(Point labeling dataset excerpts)
>>>>>

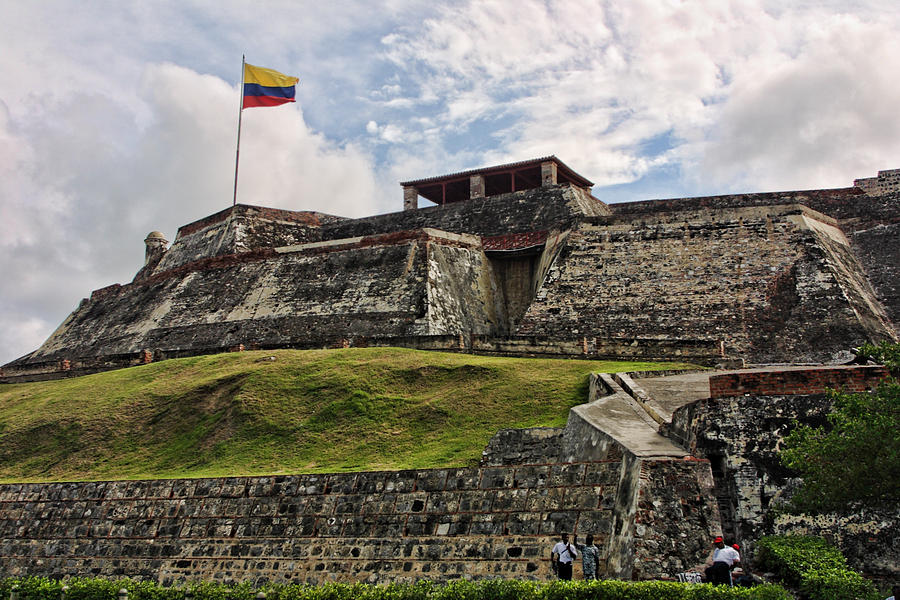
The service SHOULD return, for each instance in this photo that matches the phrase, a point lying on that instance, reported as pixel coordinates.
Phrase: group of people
(723, 570)
(564, 553)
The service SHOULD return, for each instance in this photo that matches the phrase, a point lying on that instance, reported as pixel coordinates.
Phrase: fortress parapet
(492, 181)
(885, 183)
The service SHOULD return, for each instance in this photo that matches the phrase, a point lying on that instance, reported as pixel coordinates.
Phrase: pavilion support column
(548, 174)
(410, 197)
(476, 186)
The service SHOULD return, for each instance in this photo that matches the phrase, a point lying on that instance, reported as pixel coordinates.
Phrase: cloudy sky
(120, 117)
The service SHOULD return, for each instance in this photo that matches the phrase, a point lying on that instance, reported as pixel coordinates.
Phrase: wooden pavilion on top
(492, 181)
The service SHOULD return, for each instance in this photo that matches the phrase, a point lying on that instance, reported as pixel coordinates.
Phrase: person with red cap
(724, 558)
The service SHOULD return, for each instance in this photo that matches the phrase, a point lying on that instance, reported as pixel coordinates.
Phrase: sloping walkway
(622, 418)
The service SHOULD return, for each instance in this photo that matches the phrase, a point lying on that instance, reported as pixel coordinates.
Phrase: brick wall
(797, 381)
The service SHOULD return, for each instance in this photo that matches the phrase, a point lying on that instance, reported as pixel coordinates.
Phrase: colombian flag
(265, 87)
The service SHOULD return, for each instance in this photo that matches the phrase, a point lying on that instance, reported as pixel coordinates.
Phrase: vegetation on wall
(37, 588)
(855, 460)
(285, 411)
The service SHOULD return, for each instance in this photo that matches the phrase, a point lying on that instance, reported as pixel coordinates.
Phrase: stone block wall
(440, 524)
(403, 284)
(522, 446)
(741, 432)
(757, 280)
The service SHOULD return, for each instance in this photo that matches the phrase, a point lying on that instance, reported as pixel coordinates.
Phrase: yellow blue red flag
(265, 87)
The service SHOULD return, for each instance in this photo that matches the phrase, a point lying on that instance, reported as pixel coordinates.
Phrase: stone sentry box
(440, 524)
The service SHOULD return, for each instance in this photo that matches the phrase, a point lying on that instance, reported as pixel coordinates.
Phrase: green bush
(39, 588)
(886, 353)
(856, 459)
(813, 566)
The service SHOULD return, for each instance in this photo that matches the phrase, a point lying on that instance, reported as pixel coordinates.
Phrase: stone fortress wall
(786, 276)
(652, 493)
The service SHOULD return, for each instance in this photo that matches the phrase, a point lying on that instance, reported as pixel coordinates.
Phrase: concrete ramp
(611, 424)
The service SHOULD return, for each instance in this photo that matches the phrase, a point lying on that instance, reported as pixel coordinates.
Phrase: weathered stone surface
(441, 524)
(765, 282)
(741, 435)
(789, 276)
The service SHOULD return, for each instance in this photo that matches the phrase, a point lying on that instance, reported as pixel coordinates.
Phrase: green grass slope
(256, 413)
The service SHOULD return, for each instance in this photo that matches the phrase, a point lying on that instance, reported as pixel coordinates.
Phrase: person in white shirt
(724, 558)
(563, 555)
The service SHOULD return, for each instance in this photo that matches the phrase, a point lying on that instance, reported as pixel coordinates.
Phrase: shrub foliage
(853, 461)
(813, 566)
(39, 588)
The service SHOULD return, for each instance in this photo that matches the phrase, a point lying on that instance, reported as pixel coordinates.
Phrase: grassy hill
(256, 413)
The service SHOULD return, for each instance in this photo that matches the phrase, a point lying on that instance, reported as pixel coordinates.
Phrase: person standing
(724, 558)
(590, 557)
(563, 555)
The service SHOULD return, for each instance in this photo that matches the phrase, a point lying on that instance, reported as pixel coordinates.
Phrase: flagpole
(237, 153)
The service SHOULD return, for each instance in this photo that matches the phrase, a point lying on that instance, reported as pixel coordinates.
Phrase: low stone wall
(522, 446)
(439, 524)
(814, 380)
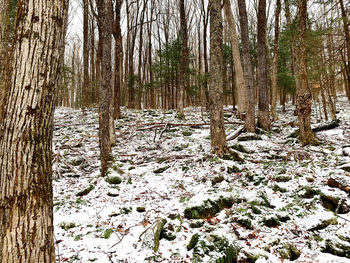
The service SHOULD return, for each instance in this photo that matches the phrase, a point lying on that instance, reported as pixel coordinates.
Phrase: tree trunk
(248, 71)
(26, 204)
(217, 129)
(184, 59)
(239, 75)
(303, 107)
(105, 24)
(263, 112)
(118, 57)
(275, 63)
(86, 84)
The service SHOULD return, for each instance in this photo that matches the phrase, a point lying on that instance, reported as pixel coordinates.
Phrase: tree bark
(184, 59)
(275, 63)
(263, 112)
(105, 23)
(303, 107)
(26, 204)
(248, 70)
(217, 129)
(239, 75)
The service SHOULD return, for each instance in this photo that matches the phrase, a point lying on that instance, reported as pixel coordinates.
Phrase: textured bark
(248, 70)
(86, 83)
(118, 58)
(263, 112)
(105, 99)
(4, 22)
(303, 107)
(184, 59)
(26, 206)
(239, 75)
(275, 62)
(217, 129)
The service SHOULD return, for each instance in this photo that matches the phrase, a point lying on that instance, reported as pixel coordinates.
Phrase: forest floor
(272, 201)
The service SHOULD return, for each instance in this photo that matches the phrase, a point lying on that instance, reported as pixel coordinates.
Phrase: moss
(107, 234)
(193, 242)
(113, 179)
(160, 170)
(85, 191)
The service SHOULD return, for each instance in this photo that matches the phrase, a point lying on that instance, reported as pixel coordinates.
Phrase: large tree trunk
(118, 53)
(263, 112)
(239, 75)
(105, 91)
(275, 62)
(217, 129)
(184, 59)
(4, 22)
(248, 70)
(26, 205)
(303, 107)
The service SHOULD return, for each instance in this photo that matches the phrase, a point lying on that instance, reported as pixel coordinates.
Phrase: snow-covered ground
(282, 203)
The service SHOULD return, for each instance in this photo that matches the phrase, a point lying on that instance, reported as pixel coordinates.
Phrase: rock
(197, 224)
(232, 156)
(233, 169)
(289, 252)
(240, 148)
(211, 207)
(335, 204)
(140, 209)
(113, 179)
(77, 161)
(217, 180)
(249, 137)
(339, 244)
(324, 223)
(193, 241)
(152, 235)
(282, 178)
(271, 221)
(85, 191)
(340, 181)
(160, 170)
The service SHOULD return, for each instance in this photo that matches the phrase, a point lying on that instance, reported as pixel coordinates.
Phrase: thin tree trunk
(217, 129)
(239, 75)
(263, 112)
(275, 63)
(26, 198)
(303, 107)
(248, 70)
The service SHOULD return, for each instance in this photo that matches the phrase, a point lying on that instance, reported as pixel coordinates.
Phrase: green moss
(85, 191)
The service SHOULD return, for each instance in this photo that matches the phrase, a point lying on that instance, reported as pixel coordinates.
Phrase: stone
(152, 235)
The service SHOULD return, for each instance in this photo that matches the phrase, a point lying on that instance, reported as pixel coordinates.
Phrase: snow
(187, 181)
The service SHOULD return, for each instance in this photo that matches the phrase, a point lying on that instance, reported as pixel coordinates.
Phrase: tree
(303, 107)
(247, 64)
(263, 113)
(275, 62)
(105, 9)
(217, 129)
(86, 83)
(184, 59)
(26, 204)
(239, 75)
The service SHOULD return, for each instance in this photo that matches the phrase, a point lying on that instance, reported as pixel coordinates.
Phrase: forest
(174, 131)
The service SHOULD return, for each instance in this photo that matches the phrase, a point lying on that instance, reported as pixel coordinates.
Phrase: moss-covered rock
(152, 235)
(271, 221)
(113, 179)
(85, 191)
(211, 207)
(289, 252)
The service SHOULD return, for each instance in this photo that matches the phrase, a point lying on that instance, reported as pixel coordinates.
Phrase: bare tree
(26, 199)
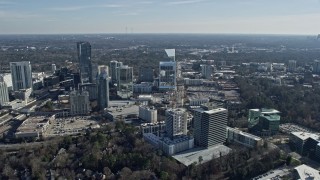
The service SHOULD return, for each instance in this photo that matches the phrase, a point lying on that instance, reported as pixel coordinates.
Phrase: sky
(159, 16)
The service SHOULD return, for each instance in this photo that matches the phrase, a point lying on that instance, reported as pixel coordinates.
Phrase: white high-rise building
(206, 71)
(292, 65)
(176, 122)
(103, 87)
(53, 68)
(4, 95)
(79, 102)
(125, 81)
(210, 127)
(113, 71)
(21, 75)
(148, 114)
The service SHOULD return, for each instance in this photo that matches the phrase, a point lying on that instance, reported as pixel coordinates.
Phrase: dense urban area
(159, 106)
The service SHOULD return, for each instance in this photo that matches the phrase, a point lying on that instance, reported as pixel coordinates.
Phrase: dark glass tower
(84, 57)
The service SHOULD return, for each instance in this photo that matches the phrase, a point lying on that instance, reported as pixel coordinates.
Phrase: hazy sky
(160, 16)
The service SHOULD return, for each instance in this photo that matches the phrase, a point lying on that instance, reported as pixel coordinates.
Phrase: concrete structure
(306, 143)
(21, 75)
(125, 81)
(7, 78)
(146, 74)
(4, 94)
(103, 87)
(264, 121)
(210, 126)
(246, 139)
(79, 103)
(176, 122)
(292, 65)
(84, 58)
(167, 75)
(33, 127)
(206, 71)
(23, 94)
(148, 114)
(144, 87)
(53, 68)
(316, 66)
(170, 146)
(155, 128)
(304, 172)
(193, 82)
(113, 71)
(92, 90)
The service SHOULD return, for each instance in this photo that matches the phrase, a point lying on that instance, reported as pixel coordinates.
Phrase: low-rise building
(246, 139)
(155, 128)
(148, 114)
(33, 127)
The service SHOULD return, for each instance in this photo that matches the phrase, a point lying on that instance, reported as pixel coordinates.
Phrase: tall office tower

<<<<<

> _Exercise description_
Find every line in the records above that contains the word "moss", and copy each of those lines. Treat uppercase and lowercase as different.

> _Correct response_
Phrase: moss
Phrase: green moss
Phrase: moss-covered rock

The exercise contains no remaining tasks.